Uncertainty Quantification

Due to their high expressive power, stochastic models are often used to model complicated phenomena. This high modelling power comes with significant complexity which makes interrogating the models and distilling them into easy-to-digest statistics challenging, particularly so for applications involving complex models. Additionally, the stochastic models, when data is incorporated, imply uncertainty in the model outputs and intelligent decision making requires quantifying such uncertainty. This forms the core of Uncertainty Quantification and is a major focus of MINDS.

## GIVEN INFORMATION
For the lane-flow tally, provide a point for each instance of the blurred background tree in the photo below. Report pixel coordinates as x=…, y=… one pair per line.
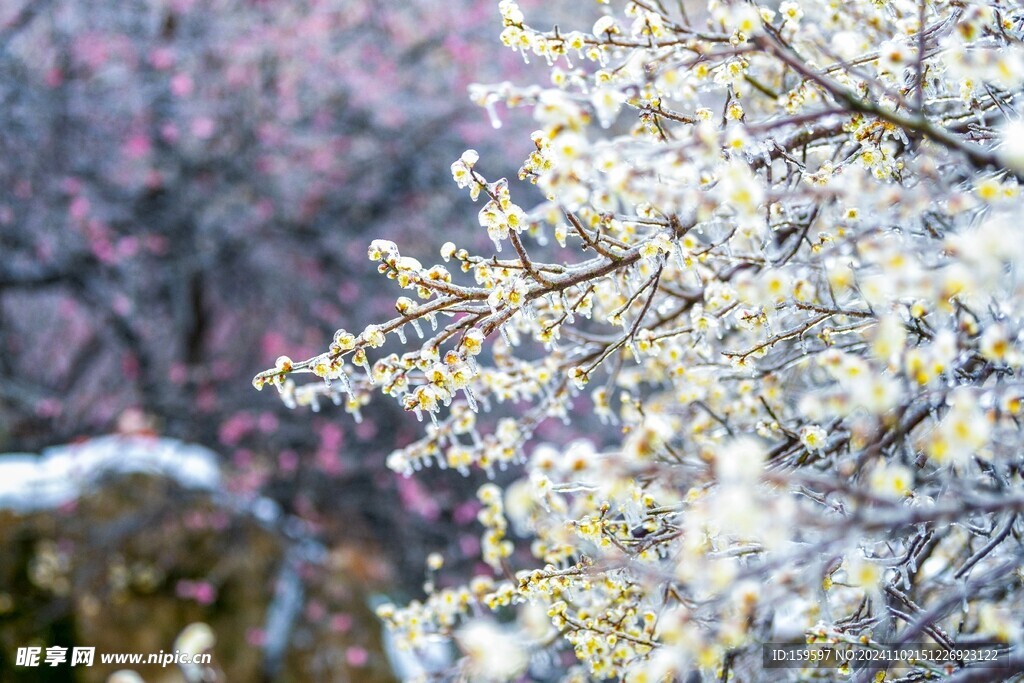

## WRITTEN REQUEST 1
In the uncertainty quantification text, why are stochastic models often used to model complicated phenomena?
## WRITTEN REQUEST 2
Rewrite the uncertainty quantification text from "Due to their" to "focus of MINDS.", switching "stochastic" for "probabilistic".
## WRITTEN REQUEST 3
Carry on the uncertainty quantification text past its final sentence.

## FINAL ANSWER 1
They are used because of their high expressive power.

## FINAL ANSWER 2
Due to their high expressive power, probabilistic models are often used to model complicated phenomena. This high modelling power comes with significant complexity which makes interrogating the models and distilling them into easy-to-digest statistics challenging, particularly so for applications involving complex models. Additionally, the probabilistic models, when data is incorporated, imply uncertainty in the model outputs and intelligent decision making requires quantifying such uncertainty. This forms the core of Uncertainty Quantification and is a major focus of MINDS.

## FINAL ANSWER 3
Inverse Problems and Bayesian Statistics

An inverse problem consists in the estimation of parameters in mathematical models subject to observational, often noisy, data. Inverse problems are challenging; there are, e.g., statistical challenges (noise), mathematical challenges (underdetermined/ill-posed problems), and computational challenges. In Bayesian statistics, the unknown parameter is represented as a random variable and data is used to adjust this random variable to accurately represent the information and uncertainty regarding the parameter. While this approach solves issues with noise and inherit ill-posedness of the inverse problem, the computational challenges become much more pronounced. In MINDS, we focus on the solution and analysis of inverse problems and Bayesian inverse problems.

Monte Carlo Methods

Monte Carlo methods, Markov chain Monte Carlo, Multilevel Monte Carlo, Sequential Monte Carlo, Particle filtering are popular computational methods that are used in Uncertainty Quantification, Inverse Problems and even optimization. These methods are easy to use and parallelize and work particularly well for high dimensional problems. Nevertheless, they are considered computationally inefficient. At MINDS, we focus on developing Monte Carlo-based methods and computational techniques that exploit the underlying structure of a wide range of problems to increase their efficiency.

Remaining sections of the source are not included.